# [Work order]
Nothing but the lines from the one containing "Question. For every instance of the small" through the last line of the records below should be written out, each exactly as it stands.

Dataset entries:
----------------------------------------

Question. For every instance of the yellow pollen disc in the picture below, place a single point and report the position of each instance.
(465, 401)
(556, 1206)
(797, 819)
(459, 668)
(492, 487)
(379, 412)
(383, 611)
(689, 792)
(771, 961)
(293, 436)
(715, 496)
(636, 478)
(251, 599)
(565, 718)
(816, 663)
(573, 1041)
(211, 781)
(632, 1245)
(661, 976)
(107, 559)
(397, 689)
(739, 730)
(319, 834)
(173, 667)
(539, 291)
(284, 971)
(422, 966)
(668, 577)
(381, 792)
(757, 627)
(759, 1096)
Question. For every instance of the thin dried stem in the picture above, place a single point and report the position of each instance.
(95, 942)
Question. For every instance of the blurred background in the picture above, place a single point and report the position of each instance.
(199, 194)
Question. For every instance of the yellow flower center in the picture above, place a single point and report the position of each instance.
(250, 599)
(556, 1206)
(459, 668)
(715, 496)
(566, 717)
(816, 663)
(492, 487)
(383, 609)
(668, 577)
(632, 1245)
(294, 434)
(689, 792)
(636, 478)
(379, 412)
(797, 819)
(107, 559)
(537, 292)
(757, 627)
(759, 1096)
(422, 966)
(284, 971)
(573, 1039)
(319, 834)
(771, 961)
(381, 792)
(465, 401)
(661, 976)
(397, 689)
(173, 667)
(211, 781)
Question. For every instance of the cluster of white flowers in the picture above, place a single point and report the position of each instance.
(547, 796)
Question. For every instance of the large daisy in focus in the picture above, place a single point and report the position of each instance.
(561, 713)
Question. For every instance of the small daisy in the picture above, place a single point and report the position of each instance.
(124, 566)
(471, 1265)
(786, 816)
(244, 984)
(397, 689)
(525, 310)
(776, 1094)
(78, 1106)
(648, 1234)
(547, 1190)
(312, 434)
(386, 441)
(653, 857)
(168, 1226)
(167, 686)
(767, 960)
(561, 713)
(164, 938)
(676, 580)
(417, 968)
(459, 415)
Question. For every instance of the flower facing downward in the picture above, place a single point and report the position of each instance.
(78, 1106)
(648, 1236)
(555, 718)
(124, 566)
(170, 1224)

----------------------------------------

# [Exercise output]
Question. For every instance of the small daisy in the picture above, place a single point and report the position of each instance.
(124, 566)
(471, 1265)
(786, 816)
(244, 984)
(397, 689)
(525, 310)
(776, 1094)
(78, 1106)
(648, 1234)
(547, 1190)
(312, 434)
(386, 441)
(653, 857)
(168, 1226)
(167, 686)
(767, 960)
(561, 713)
(164, 938)
(676, 580)
(417, 968)
(459, 415)
Question. For every instance of the flower facing downward in the picture above, place a single point and report the position of each instance.
(78, 1106)
(648, 1236)
(555, 718)
(124, 566)
(170, 1224)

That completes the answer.